It does however echo more influential criticism of Francis's position on the divorce-communion issue outlined in his 2016 publication on the family, "Amoris Laetitia" ("The Joy of Love").

Later that year, a group of four cardinals led by American Raymond Burke put their reservations about "Amoris " on record in a series of questions, known as "dubia".

Francis has yet to respond but the cardinals, two of whom have since died, have not acted on a threat to elevate their complaint to a formal "fraternal correction".

Mutiny ahead?

It is this background that has led some analysts to conclude that the latest initiative is about prompting Burke and co. into a high-stakes open mutiny against the skipper of the Catholic ship.

American Vatican watcher John L. Allen Jr says that amid all the talk of traditionalist scheming, more  important questions will be overlooked.

"There's a risk that the very serious suggestions being made by Milone about the state of Francis's much-ballyhooed financial reform will be drowned out by the noise generated by everything else," Allen wrote on the Crux.com website.

Milone did not offer details of the alleged irregularities he says he became aware of, citing a non-disclosure agreement. His comments sparked a furious reaction from the Vatican, which took the unusual step of publicly stating that he had been pushed out because he had been spying on senior officials.

The Vatican has won praise in recent years from a European financial watchdog for cleaning up the scandal-tainted Vatican Bank, albeit qualified by criticism over a lack of follow-through prosecutions.

But concerns the reform process has not been as far-reaching in other parts of the Vatican bureaucracy linger and have been highlighted by the ongoing trial of two former officials accused of embezzling funds from a Vatican-run hospital.

The cash was allegedly used for the costly makeover of a luxury flat occupied by an Italian cardinal who has not been required to give evidence in the trial.

* **GIVEN INFORMATION**
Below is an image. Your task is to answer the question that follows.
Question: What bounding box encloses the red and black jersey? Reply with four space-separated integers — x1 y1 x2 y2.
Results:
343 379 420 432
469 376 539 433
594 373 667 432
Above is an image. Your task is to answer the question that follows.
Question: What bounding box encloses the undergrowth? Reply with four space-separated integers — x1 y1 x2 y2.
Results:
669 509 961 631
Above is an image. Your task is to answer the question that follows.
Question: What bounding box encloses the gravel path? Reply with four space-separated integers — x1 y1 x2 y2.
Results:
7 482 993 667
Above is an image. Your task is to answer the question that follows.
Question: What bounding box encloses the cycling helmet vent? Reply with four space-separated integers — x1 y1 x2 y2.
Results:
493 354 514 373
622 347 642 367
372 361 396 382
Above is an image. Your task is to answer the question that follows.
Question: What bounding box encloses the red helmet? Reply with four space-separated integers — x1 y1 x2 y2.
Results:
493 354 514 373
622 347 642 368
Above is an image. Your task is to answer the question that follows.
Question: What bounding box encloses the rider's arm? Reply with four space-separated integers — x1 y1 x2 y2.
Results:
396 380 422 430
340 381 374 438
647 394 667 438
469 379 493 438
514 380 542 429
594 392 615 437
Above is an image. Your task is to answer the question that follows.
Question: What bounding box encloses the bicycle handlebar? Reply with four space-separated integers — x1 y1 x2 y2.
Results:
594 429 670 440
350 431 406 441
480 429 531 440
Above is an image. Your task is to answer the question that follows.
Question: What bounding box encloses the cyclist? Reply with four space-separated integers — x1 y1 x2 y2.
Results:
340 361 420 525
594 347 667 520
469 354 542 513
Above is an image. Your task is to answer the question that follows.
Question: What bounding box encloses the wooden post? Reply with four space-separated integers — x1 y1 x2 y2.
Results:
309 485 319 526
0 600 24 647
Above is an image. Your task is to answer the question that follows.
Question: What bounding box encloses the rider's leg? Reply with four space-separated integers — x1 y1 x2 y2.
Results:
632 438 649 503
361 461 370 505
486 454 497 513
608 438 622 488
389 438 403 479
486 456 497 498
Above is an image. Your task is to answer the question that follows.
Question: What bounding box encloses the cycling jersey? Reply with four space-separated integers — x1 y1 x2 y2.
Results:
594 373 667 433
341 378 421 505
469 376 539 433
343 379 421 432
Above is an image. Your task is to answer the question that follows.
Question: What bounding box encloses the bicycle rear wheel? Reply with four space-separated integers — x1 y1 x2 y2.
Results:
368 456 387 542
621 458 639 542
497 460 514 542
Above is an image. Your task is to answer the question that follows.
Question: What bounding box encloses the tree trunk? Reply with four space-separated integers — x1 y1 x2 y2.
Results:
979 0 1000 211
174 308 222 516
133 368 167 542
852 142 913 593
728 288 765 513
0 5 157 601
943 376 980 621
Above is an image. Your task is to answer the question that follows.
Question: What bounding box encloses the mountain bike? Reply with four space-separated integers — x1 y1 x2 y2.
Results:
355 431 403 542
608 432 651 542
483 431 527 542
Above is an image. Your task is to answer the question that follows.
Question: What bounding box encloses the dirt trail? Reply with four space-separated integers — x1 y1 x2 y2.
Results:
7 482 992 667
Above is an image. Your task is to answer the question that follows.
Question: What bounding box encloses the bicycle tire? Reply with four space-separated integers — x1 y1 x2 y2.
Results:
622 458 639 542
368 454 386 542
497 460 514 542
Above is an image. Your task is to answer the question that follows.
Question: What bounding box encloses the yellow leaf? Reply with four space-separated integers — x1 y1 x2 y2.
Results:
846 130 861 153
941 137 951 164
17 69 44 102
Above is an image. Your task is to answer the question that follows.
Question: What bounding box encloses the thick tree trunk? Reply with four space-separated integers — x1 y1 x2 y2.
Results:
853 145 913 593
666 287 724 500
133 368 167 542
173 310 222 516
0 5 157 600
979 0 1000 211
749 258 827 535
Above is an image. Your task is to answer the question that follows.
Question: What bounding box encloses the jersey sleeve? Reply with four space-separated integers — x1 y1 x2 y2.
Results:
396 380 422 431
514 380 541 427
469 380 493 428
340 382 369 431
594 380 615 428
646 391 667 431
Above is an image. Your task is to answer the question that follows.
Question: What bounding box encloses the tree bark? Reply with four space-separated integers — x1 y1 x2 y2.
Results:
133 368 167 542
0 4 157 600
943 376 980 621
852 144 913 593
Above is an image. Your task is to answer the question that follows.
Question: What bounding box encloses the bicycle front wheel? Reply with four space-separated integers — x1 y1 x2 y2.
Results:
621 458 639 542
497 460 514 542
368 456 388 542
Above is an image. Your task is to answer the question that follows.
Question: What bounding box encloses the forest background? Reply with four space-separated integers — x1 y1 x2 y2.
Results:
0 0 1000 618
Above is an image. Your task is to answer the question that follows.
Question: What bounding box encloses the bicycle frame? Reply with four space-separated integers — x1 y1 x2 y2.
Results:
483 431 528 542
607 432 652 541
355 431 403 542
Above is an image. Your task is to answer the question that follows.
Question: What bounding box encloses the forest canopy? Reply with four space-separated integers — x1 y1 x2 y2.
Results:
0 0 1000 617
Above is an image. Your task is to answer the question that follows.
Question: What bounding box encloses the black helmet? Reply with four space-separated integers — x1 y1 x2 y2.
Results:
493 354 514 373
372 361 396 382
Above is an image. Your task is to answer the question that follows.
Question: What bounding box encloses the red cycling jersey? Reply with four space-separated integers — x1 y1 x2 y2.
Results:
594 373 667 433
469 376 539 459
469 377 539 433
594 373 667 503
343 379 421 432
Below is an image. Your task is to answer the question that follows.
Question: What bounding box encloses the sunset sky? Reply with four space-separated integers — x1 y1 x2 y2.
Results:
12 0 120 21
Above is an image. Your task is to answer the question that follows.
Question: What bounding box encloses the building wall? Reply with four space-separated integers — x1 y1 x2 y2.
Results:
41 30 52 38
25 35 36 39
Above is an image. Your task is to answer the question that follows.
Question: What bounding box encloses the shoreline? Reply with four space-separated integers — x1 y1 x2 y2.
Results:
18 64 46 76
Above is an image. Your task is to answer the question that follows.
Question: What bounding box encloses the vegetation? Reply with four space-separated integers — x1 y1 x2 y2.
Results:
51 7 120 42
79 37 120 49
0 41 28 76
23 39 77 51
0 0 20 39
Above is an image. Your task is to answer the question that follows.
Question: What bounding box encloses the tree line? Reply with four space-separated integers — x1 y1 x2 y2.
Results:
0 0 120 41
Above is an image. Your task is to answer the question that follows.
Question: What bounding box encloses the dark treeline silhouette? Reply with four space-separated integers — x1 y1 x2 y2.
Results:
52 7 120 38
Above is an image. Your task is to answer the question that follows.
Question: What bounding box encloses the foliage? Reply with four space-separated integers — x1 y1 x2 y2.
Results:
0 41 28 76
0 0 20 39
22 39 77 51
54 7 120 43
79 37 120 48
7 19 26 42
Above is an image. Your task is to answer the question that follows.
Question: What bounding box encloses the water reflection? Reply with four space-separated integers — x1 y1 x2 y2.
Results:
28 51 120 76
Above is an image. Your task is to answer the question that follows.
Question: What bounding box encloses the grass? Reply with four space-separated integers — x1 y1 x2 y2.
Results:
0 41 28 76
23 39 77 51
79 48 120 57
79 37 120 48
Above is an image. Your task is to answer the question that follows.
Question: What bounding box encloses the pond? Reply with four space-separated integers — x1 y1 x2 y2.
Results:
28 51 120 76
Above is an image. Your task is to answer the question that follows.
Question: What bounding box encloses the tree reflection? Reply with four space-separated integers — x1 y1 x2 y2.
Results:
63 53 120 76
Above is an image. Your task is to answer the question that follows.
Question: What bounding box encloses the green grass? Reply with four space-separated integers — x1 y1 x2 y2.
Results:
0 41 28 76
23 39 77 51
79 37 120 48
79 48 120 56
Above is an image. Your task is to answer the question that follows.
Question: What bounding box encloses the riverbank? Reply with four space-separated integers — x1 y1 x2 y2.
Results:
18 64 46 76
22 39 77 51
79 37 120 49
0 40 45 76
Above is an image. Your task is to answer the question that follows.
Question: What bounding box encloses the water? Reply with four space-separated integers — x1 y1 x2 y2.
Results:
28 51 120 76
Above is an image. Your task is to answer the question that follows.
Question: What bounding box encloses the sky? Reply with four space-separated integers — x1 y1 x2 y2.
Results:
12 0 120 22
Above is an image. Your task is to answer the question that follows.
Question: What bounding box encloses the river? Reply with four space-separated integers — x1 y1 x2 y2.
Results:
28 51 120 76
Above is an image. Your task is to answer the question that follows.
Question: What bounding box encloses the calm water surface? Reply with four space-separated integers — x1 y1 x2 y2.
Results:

* **PROBLEM SET**
**a)** According to the article on the Vatican, what reason did Milone give for not offering details of the alleged irregularities?
**b)** In the article on the Vatican, repeat everything from "But concerns the" down to "in the trial.".
**c)** Translate this sentence from the article on the Vatican into Spanish: "The Vatican has won praise in recent years from a European financial watchdog for cleaning up the scandal-tainted Vatican Bank, albeit qualified by criticism over a lack of follow-through prosecutions."
The data plays no part in this work.

* **LIST OF ANSWERS**
**a)** He cited a non-disclosure agreement.

**b)**
But concerns the reform process has not been as far-reaching in other parts of the Vatican bureaucracy linger and have been highlighted by the ongoing trial of two former officials accused of embezzling funds from a Vatican-run hospital.

The cash was allegedly used for the costly makeover of a luxury flat occupied by an Italian cardinal who has not been required to give evidence in the trial.

**c)** En los últimos años, el Vaticano ha recibido elogios de un organismo europeo de control financiero por sanear el Banco Vaticano, manchado por escándalos, aunque matizados por críticas por la falta de procesamientos posteriores.